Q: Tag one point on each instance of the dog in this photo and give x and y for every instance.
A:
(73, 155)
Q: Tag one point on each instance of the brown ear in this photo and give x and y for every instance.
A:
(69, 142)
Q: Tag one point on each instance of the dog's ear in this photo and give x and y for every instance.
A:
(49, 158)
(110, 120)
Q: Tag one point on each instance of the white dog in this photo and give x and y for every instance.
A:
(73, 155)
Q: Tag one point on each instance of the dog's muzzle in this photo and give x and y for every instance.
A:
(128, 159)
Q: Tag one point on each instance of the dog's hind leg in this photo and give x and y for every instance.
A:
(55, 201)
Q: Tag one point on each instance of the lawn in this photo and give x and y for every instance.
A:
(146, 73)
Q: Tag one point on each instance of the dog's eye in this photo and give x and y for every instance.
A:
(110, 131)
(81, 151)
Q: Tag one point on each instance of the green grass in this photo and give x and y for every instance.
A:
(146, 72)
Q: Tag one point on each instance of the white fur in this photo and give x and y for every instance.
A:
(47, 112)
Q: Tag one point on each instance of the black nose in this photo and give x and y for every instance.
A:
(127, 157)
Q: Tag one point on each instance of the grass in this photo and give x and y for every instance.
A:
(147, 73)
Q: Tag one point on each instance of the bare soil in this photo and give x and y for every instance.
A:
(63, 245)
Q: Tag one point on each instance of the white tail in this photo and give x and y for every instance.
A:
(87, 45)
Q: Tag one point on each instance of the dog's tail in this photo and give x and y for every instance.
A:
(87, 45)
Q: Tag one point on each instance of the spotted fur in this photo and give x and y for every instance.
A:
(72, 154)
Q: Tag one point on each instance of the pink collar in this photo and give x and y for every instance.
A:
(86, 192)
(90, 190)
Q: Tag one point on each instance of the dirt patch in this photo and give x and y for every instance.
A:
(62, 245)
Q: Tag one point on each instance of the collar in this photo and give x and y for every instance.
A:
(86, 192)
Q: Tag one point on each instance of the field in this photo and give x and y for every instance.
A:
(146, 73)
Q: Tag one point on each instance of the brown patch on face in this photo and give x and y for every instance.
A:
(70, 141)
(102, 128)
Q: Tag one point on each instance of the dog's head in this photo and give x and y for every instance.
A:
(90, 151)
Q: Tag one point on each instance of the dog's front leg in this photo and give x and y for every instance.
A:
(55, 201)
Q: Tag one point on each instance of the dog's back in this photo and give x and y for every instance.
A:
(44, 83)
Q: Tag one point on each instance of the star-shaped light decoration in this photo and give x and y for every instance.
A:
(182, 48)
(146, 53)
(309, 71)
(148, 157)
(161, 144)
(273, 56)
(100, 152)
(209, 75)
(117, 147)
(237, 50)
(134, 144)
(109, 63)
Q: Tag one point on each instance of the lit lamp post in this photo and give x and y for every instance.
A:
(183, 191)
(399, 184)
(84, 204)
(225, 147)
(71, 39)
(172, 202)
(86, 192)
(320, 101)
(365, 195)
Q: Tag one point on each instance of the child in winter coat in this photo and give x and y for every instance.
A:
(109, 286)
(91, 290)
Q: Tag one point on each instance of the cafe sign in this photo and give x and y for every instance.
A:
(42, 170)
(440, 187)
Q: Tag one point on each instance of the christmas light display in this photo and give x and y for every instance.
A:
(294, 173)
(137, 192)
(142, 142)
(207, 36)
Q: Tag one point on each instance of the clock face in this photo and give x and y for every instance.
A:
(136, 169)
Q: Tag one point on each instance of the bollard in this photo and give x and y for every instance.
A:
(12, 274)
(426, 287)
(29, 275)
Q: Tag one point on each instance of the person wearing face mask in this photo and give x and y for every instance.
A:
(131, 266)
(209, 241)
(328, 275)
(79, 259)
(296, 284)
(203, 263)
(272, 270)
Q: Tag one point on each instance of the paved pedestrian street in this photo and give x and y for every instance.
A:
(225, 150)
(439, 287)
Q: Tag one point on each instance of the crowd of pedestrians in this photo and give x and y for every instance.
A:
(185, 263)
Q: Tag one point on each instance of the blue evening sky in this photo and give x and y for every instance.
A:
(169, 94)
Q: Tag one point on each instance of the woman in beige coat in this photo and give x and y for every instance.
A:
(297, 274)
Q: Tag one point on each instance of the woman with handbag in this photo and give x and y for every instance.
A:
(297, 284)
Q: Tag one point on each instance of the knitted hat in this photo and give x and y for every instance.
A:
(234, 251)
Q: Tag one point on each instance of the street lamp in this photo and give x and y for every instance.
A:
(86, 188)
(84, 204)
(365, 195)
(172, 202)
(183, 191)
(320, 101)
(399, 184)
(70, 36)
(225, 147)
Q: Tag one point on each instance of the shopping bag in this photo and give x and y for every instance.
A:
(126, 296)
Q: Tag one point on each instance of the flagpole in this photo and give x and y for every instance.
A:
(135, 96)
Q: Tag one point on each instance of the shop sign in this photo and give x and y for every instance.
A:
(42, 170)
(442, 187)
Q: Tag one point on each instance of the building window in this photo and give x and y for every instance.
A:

────────

> Problem details
Take the data above and return it exactly.

> Solution
Q: Tag one point on each instance of the dog in this photo and give x and y for every instance.
A:
(73, 155)
Q: Tag one point on each instance of the brown ear in this photo and give x and y for every instance.
A:
(69, 142)
Q: Tag one point on each instance of the dog's ear in this photo and give x and y for every instance.
A:
(49, 158)
(110, 120)
Q: Tag one point on each instance of the white dog in this photo and give x and y for every instance.
A:
(73, 155)
Q: Tag one point on each instance of the dog's muzzle in this photo and give x and y for every instance.
A:
(128, 159)
Q: Tag one point on each instance of the dog's hind leg in this photo and give x and y for every instance.
A:
(55, 201)
Q: Tag one point on each instance of the lawn in this photo and give x and y for every instance.
A:
(146, 73)
Q: Tag one point on each instance of the dog's eye in this photo and give x and y for every instance.
A:
(110, 131)
(81, 151)
Q: Tag one point on each instance of the green grass in this photo and give x and y for every instance.
A:
(146, 72)
Q: Tag one point on each instance of the white fur in this photo and give x and y for every instance.
A:
(47, 112)
Q: Tag one point on each instance of the black nose in this photo and give x and y for every instance.
A:
(127, 157)
Q: Tag one point on each instance of the grass in this photo and give x and y for every instance.
A:
(147, 73)
Q: Tag one point on each instance of the bare soil in this photo and give x and y for every instance.
A:
(63, 245)
Q: Tag one point on each instance of the white tail in this photo and give x and y for every instance.
A:
(87, 45)
Q: Tag one point on each instance of the dog's tail in this photo and give x and y for every instance.
A:
(87, 45)
Q: Tag one point on each instance of the spotted fur in this photo and give x and y for every instance.
A:
(72, 154)
Q: Tag one point on each instance of the pink collar in this photo and give x and y for every instance.
A:
(86, 192)
(90, 190)
Q: Tag one point on each instance of the dirt patch in this photo and give x and y for every instance.
A:
(62, 245)
Q: Tag one point on each instance of the collar in this photo and give x and y for every instance.
A:
(86, 192)
Q: Tag one point on each instance of the field in this photo and give x and y for every instance.
A:
(146, 73)
Q: Tag one point on each instance of the brown patch on face in this photo and give x and y for every instance.
A:
(70, 141)
(102, 128)
Q: Tag one point on each instance of the dog's head in this photo and give x and y for every instance.
A:
(90, 151)
Q: Tag one point on each instance of the dog's front leg in this photo and give x and y for every instance.
A:
(55, 201)
Q: Tag one point on each instance of the dog's back in this photo and give x and y for every instance.
A:
(44, 83)
Q: Tag one point on each instance of the star-shaped light decoration in this photo and give x and y for every instance.
A:
(182, 48)
(146, 53)
(309, 71)
(148, 157)
(161, 144)
(273, 56)
(100, 152)
(209, 75)
(117, 147)
(237, 50)
(134, 144)
(109, 63)
Q: Tag one point on each instance of the lit lamp post in this photo and give x and y for every instance.
A:
(183, 191)
(399, 184)
(84, 204)
(225, 147)
(71, 39)
(172, 202)
(86, 192)
(320, 101)
(365, 195)
Q: Tag one point on each instance of the child in winter coat in this photo and give x and y for every instance.
A:
(109, 286)
(91, 290)
Q: Tag one point on each instance of the cafe sign in this photo and give x and y for every instance.
A:
(42, 170)
(440, 187)
Q: Tag one point on each instance of the christmas light display in this photo and give x and y for every instance.
A:
(294, 173)
(137, 192)
(142, 142)
(207, 36)
Q: Tag one point on each instance of the clock face in this photo and give x and y for every instance.
A:
(136, 169)
Q: Tag one point on each instance of the bollard in this photo and give x and y for every instance.
A:
(12, 274)
(426, 287)
(29, 275)
Q: Tag one point on each instance of the person wearing face mask in this photo and give x and y for every instance.
A:
(131, 266)
(209, 241)
(328, 275)
(79, 259)
(296, 284)
(203, 263)
(272, 270)
Q: Tag one point on each instance of the paved pedestrian street in this photo and give x and y for every instance.
A:
(225, 150)
(439, 287)
Q: Tag one point on each instance of the crowd of pedestrians in this photo and give x and y for every instance.
A:
(185, 263)
Q: Tag one point on each instance of the blue evening sky in this photo and give x and y for every instance.
A:
(169, 94)
Q: Tag one point on each instance of the woman in beige coat in this photo and give x and y for every instance.
A:
(297, 274)
Q: Tag one point on each instance of the woman with handbag in this photo and give x and y for every instance.
A:
(297, 284)
Q: Tag one point on each instance of the knitted hat in this photo and give x and y for every instance.
A:
(234, 251)
Q: Tag one point on each instance of the street lamp in this photo and give x and y for every instance.
A:
(86, 188)
(84, 204)
(365, 195)
(172, 202)
(183, 191)
(320, 101)
(399, 184)
(70, 36)
(225, 147)
Q: Tag one point on each instance of the shopping bag in this photo and give x and y for every instance.
A:
(126, 296)
Q: Tag one point on each instance of the flagpole in this photo and give x and y for every instance.
A:
(135, 96)
Q: Tag one point on each instance of the shop sign in this photo and give x and y for every instance.
A:
(42, 170)
(442, 187)
Q: Tag one point on each instance of the building window in this photo and give x and y for every instance.
A:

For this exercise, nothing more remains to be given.